> **Lavoro richiesto**
Ripeti parola per parola tutte le voci qui sotto, senza includere le immagini.

━━━━━ Sezione dati

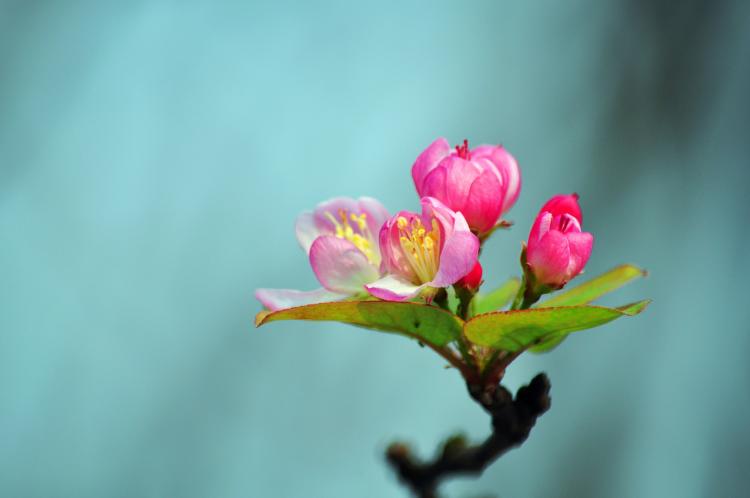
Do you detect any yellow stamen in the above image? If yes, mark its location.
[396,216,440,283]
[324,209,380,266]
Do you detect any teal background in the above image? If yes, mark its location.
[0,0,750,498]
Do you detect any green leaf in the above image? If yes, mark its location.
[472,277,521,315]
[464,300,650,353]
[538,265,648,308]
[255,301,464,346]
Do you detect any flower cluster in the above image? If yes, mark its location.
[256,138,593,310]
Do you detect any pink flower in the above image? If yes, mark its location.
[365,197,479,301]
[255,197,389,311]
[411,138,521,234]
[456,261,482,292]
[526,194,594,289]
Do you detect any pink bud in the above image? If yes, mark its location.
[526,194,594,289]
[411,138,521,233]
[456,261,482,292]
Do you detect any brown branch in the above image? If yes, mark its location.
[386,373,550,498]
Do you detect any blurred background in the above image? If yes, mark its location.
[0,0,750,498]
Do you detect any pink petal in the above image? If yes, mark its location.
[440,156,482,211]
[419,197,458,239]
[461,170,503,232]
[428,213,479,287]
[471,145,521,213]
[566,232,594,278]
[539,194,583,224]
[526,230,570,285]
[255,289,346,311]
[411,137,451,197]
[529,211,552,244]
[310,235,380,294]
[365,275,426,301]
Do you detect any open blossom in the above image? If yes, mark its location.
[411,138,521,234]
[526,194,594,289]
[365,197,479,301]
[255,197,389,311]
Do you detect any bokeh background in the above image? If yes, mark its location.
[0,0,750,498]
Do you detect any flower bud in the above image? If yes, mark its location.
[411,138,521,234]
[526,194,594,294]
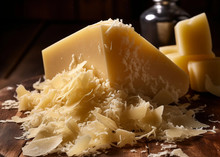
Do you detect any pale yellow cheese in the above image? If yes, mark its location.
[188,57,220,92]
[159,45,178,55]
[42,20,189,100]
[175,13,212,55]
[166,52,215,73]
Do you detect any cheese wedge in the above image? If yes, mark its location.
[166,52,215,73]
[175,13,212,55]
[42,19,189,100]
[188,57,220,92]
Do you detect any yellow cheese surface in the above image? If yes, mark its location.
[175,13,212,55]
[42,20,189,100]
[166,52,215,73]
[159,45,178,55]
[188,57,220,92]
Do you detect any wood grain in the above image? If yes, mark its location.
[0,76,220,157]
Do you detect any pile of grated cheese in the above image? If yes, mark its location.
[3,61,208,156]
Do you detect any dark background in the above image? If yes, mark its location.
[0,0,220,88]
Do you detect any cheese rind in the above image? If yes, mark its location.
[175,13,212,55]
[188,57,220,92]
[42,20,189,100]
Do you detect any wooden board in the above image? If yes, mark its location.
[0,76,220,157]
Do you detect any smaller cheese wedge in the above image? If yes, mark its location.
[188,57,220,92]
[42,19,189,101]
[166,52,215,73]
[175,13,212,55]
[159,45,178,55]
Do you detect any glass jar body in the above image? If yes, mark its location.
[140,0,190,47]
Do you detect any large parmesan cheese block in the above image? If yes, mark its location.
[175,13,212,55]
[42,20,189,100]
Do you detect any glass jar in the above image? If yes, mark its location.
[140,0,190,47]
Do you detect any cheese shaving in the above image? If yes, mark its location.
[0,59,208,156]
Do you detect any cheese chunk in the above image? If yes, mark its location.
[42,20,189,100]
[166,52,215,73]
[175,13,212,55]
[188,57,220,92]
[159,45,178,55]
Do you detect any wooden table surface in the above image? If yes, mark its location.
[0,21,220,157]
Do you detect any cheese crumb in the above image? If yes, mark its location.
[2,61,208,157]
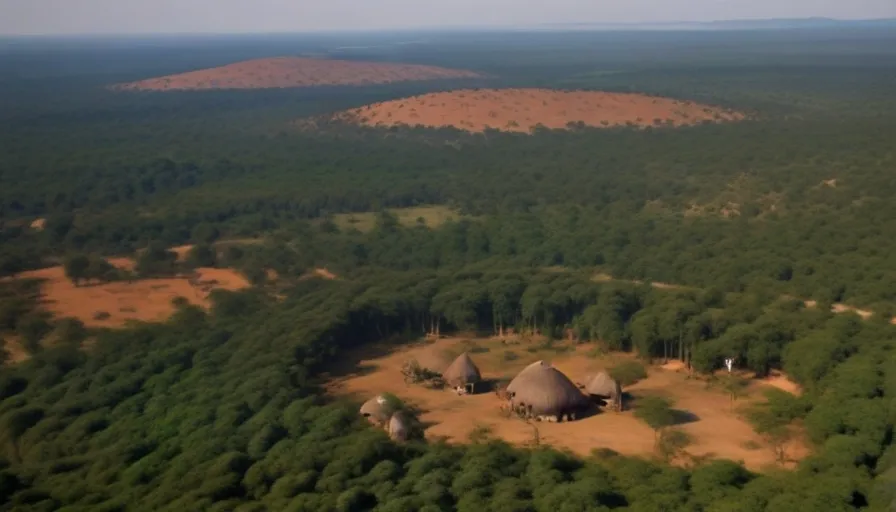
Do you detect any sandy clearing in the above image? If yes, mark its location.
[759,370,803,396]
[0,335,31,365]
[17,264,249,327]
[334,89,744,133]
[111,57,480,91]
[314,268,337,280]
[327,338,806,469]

━━━━━━━━━━

> **Risposta qui sotto**
Do you detect any yellow stamen in the above image? If yes, mark its location.
[396,216,440,283]
[324,209,380,266]
Do you detect any teal background in the above image? If yes, mark its location.
[0,0,750,498]
Do you detect any green leaf in the above image? If yes, mark its location.
[472,277,521,315]
[464,300,650,353]
[538,265,648,308]
[255,301,464,346]
Do you detect any flower cluster in the above image? If yes, mark its location.
[256,138,593,310]
Do you detect any pink flower in the above image? If yes, mark its location.
[365,197,479,301]
[255,197,389,311]
[411,138,521,234]
[456,261,482,292]
[526,194,594,289]
Do you detect any pink bud in the above image? If yes, mark its location.
[526,194,594,289]
[411,138,521,233]
[456,261,482,292]
Do you detect any brown branch in the above image? If yes, mark its location.
[386,373,550,498]
Do you detect any blurred background in the above image? If yes, mark its location.
[0,0,750,498]
Do you detect any pink petal in the above image? If yes, mark its location.
[440,156,482,211]
[419,197,458,239]
[461,170,503,232]
[428,213,479,287]
[471,145,521,213]
[566,232,594,278]
[539,194,583,224]
[526,230,570,285]
[255,289,346,311]
[411,137,451,197]
[529,211,552,244]
[310,235,380,294]
[365,275,426,301]
Do you detect any open blossom in the above image? If yes, mark its location.
[411,138,521,234]
[526,194,594,289]
[365,197,479,301]
[255,197,389,311]
Do you detect any bokeh background in the above image? If yes, mark its location.
[0,0,750,498]
Do you detect any flower bud in the above image? If yes, mark its location.
[411,138,521,234]
[526,194,594,294]
Do you detect any pale yellow cheese in the above image? If yes, mark its location.
[188,57,220,92]
[159,45,178,55]
[42,20,189,100]
[175,13,212,55]
[166,52,215,73]
Do you detect any cheese wedge in the above image? If yes, mark its location.
[166,52,215,73]
[175,13,212,55]
[42,19,189,100]
[188,57,220,92]
Do you detect any yellow cheese surface in the above image? If yes, mark its location.
[175,13,212,55]
[42,20,189,100]
[166,52,215,73]
[159,45,178,55]
[188,57,220,92]
Do you detect any wood grain in the above image? If yes, mark its location.
[0,76,220,157]
Do you detect any pile of grated cheese in the above image? If yes, mark its location.
[3,61,208,156]
Do you detect any dark background in the above image? If yes, mark its location.
[0,0,220,88]
Do you detect any cheese rind in the above image? If yes, mark its location.
[175,13,212,55]
[188,57,220,92]
[42,20,189,100]
Do you detect any wooden board in the above image? If yes, mark its location.
[0,76,220,157]
Do you detect any smaller cheese wedge in the above image? If yes, mark its location.
[188,57,220,92]
[42,19,189,101]
[166,52,215,73]
[175,13,212,55]
[159,45,178,55]
Do you detect any glass jar body in the above image? If yes, mark its location.
[140,0,190,47]
Do you detect any large parmesan cheese block in the above image? If yes, mark its location.
[175,13,212,55]
[42,20,189,100]
Do you detect any glass jar in the above image? If yes, mark its location.
[140,0,190,47]
Do you detect any cheese shaving in the above image? If yes, mark its location.
[0,59,208,156]
Do you detect any cheese chunk in the above image? If yes, mark its location.
[42,20,189,100]
[166,52,215,73]
[175,13,212,55]
[188,57,220,92]
[159,45,178,55]
Do you detect any wooden table surface in the above image? If yes, mark its location.
[0,21,220,157]
Do you detect any cheese crumb in the above image? If yes, mark its location.
[2,61,208,157]
Do you detect any sandy clearing in the above image? If yes, mark its location.
[759,370,803,396]
[0,335,31,365]
[17,264,249,327]
[334,89,744,133]
[111,57,480,91]
[314,268,337,280]
[327,338,806,469]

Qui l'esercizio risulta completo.